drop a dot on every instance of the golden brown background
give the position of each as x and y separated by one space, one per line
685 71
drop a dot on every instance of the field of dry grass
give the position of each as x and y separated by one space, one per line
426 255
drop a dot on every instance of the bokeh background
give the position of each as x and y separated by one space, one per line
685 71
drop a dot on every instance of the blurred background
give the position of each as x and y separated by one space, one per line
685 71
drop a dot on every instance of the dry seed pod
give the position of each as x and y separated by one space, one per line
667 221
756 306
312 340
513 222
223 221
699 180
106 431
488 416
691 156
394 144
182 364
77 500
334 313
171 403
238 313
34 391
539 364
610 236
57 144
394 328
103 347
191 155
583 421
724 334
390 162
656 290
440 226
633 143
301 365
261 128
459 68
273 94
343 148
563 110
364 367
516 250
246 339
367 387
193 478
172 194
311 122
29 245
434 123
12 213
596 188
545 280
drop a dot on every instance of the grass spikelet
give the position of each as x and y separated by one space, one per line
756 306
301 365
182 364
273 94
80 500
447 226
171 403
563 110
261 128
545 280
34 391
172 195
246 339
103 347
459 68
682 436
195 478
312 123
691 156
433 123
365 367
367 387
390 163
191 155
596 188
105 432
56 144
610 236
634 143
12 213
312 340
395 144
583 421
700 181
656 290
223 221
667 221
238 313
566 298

* * *

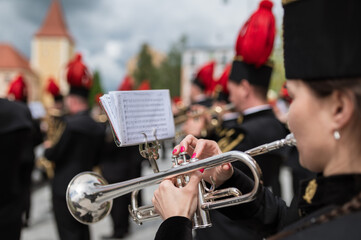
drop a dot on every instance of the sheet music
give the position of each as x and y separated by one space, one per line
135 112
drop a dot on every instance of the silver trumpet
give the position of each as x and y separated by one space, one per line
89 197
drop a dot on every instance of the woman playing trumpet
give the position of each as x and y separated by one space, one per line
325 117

==

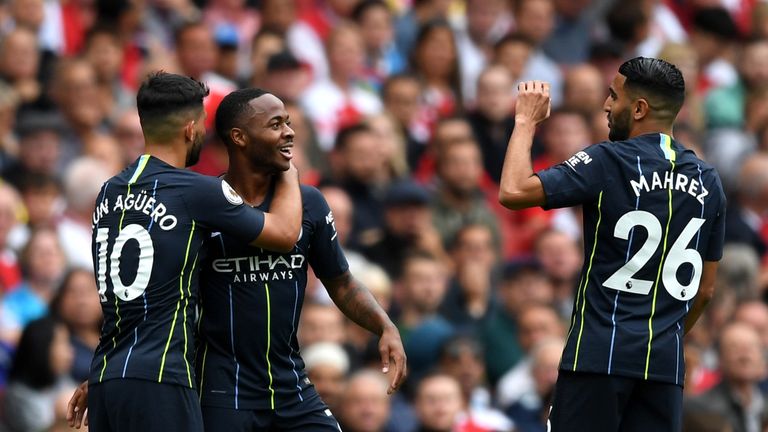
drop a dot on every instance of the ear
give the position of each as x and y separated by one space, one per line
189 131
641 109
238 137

[Task requirements]
Above are some records; copy exactly the lines from the one with "drop a dot on every instance of the golden" through the one with "drop a dot on every instance of the blurred", both included, and no others.

[Response to the exercise]
drop a dot on every instance of the golden brown background
give the position of each as x and y separated by one space, one per line
685 71
drop a dot on every instance of the field of dry grass
give the position of each as x and y separated by one space, one per line
426 255
drop a dot on every instance of the bokeh background
give the position of each as x and y separated by one space, one per line
685 71
drop a dot on every instance of the blurred background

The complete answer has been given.